Start of Block

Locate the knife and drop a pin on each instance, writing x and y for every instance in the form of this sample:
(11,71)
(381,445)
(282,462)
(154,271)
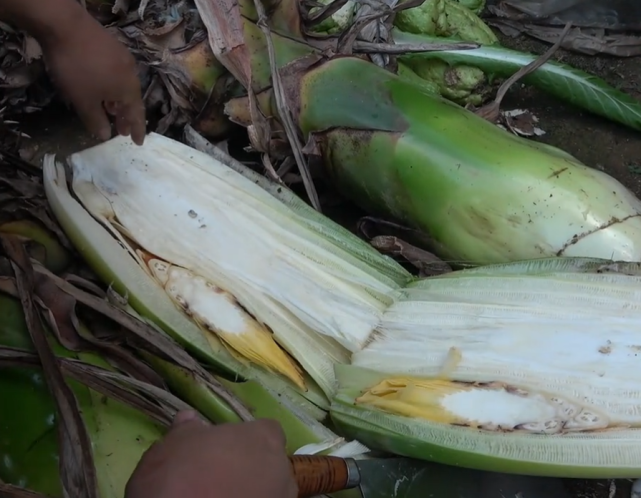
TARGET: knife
(409,478)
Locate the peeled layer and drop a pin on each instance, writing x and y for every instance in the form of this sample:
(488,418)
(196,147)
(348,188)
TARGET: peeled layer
(320,296)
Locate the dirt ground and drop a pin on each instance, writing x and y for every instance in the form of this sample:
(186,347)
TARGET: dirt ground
(595,141)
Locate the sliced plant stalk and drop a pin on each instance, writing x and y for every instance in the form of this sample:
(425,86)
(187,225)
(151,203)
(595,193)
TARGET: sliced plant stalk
(113,263)
(279,270)
(218,312)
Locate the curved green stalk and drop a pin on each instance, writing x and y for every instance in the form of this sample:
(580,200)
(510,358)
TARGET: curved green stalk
(609,454)
(565,82)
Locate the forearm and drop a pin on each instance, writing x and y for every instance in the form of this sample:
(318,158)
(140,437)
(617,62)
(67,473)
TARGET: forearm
(43,19)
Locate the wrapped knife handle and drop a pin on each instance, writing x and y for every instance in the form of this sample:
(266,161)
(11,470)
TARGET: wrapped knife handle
(318,475)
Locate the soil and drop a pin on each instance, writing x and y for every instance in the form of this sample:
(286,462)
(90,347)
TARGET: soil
(595,141)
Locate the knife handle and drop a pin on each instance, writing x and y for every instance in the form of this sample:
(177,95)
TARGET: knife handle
(319,475)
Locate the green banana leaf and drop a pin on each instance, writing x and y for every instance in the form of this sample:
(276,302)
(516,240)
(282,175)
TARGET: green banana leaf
(565,82)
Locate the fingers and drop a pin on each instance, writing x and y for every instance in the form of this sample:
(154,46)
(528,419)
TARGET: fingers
(129,119)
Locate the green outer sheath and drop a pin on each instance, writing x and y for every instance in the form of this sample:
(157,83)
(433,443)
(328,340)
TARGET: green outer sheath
(565,82)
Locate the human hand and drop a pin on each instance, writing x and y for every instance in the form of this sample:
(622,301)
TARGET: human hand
(199,460)
(98,75)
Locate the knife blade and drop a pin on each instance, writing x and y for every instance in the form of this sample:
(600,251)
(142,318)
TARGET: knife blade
(409,478)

End of Block

Output each line exactly as shown above; no pictures go in the copy.

Locate the knife and drop a pin on each instance, writing x and y for every instance in the form of this sample:
(11,71)
(381,445)
(282,462)
(154,271)
TARGET: knife
(409,478)
Locate the peeled layer and drop a pin on each instance, writing x and y for every instance in the form of this sample:
(488,418)
(196,147)
(348,188)
TARGET: peeled layer
(320,296)
Locate the dirt ground and drop a pin on each instance, writing x and y for every instance in the form of this sample:
(186,347)
TARGET: dirt ground
(595,141)
Locate the sliced plant stalk and drop a pin on each instance, writing x and y for every instance in the form of this sample:
(425,86)
(187,225)
(151,203)
(595,193)
TARGET: sliced plant stalk
(113,263)
(279,270)
(218,312)
Locate the curved green stalk and drop a pin on each instance, writing x and y for every instance in the form of this sample:
(580,200)
(510,358)
TARGET: curved green stalk
(609,454)
(565,82)
Locate the forearm and drop a pin on each instance, writing x and y for every instance in the form of this sample:
(318,158)
(140,437)
(617,62)
(67,473)
TARGET: forearm
(43,19)
Locate the wrapped knife handle and drop a pin on each instance, writing x and y for every instance in the form of this sample:
(266,161)
(11,470)
TARGET: wrapped knife handle
(318,475)
Locate the soil and drop a pin on each instance, writing x and y for every instance in the form of this sample:
(286,462)
(90,347)
TARGET: soil
(595,141)
Locate the knife handle and drop a pin on each instance, writing x and y for every instance in the form of this sample:
(177,95)
TARGET: knife handle
(319,475)
Locate the green banana leaf and drop a pin on each instance, writing x and y for every instance in the form of this sample:
(276,302)
(516,240)
(282,175)
TARGET: green banana leaf
(565,82)
Locate the fingers and drop a pin on each instance, writing x and y for every instance in the form of this sample:
(154,46)
(528,419)
TARGET: fingers
(129,119)
Locate the green outer sheath and drop a pin on each instance, writing x and y for every instance in the form of this sample:
(157,83)
(433,443)
(328,340)
TARGET: green outer sheath
(565,82)
Locate the human hand and drop a pin on each instance, writing x and y for every instance in the form of this sample:
(622,301)
TARGET: human hand
(199,460)
(98,75)
Locate the knife blade and drop a pin on each instance, writing x and y for every instance in the form of this sample:
(600,251)
(142,318)
TARGET: knife blade
(409,478)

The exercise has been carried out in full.